LIST OF TASKS:
**1.** Which organizations does the passage name as maintainers of Schema.org?
**2.** Does each statement agree with the passage? Answer yes or no for (a), (b), and (c), quoting the deciding words.
(a) Technical methods are the most expensive family to implement.
(b) A Schema.org JSON-LD block is delivered in the document head.
(c) Technical methods, on their own, can make a weak page citable.
**3.** Answer these questions from the passage:
(a) How much work do most technical methods take?
(b) At what time do brand and authority signals raise the model's confidence?
(c) What does the passage say you can use to verify the result of technical methods?

TEXT PASSAGE:
Brand and authority signals operate quietly across all three stages: they raise the prior probability the page is selected during retrieval, raise the model's confidence at generation time, and raise the chance the page ends up in the next training snapshot.

With the map and the mechanics in place, we can walk the methods.

Family 1 — Technical foundations

Technical methods change what your server returns when a crawler, parser, or RAG indexer fetches a URL. They are the cheapest family to implement (most are a few hours of work) and they are the easiest to verify (you can curl the result). They will not, on their own, make a weak page citable — but a strong page without them is leaving low-cost wins on the table.

Method 1 — Schema.org JSON-LD

Schema.org is a vocabulary maintained by Google, Microsoft, Yahoo, and Yandex for marking up the entities on a page. It is delivered as a JSON-LD block in the document <head> and consumed by every major crawler.

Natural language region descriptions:
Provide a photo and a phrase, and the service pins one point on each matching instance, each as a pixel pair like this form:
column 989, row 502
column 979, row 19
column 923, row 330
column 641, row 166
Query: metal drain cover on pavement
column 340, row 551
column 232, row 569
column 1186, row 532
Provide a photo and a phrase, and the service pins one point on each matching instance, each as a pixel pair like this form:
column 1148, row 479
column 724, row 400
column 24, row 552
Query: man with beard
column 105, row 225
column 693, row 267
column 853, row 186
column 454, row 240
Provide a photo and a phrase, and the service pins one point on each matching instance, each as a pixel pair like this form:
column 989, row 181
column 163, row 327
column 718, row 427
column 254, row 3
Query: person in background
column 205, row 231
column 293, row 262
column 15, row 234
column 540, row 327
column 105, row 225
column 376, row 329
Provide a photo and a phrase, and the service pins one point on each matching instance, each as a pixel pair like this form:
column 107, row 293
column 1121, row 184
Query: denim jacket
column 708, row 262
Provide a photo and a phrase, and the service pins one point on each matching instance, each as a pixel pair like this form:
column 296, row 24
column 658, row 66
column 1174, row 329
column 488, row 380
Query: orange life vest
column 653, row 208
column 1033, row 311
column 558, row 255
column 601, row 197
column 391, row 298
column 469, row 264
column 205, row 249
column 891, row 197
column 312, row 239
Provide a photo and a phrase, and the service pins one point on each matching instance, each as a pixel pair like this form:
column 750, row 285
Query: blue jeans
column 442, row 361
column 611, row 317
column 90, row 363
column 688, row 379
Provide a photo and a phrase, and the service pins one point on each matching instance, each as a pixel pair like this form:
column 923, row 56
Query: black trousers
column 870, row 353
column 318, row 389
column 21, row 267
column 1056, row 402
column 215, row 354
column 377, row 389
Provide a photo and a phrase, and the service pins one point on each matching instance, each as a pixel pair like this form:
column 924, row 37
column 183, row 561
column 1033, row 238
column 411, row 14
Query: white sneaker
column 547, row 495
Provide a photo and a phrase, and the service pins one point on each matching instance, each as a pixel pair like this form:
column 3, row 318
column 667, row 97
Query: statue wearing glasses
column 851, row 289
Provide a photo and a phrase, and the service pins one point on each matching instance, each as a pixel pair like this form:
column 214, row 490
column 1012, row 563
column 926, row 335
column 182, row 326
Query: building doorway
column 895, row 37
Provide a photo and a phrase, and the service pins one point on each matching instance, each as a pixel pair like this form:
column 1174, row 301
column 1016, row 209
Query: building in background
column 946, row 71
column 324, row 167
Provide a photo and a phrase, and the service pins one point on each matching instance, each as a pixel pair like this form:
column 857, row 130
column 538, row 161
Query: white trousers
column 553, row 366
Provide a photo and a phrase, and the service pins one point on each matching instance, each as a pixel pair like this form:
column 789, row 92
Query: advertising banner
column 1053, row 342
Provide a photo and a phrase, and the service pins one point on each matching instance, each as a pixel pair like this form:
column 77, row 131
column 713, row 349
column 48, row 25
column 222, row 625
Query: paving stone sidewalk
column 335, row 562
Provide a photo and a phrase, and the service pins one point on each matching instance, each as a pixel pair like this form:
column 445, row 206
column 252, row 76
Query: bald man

SOLVED PROBLEMS:
**1.** Google, Microsoft, Yahoo, and Yandex

**2.**
(a) No: "They are the cheapest family to implement"
(b) Yes: "It is delivered as a JSON-LD block in the document <head>"
(c) No: "They will not, on their own, make a weak page citable"

**3.**
(a) A few hours of work
(b) At generation time
(c) You can curl the result.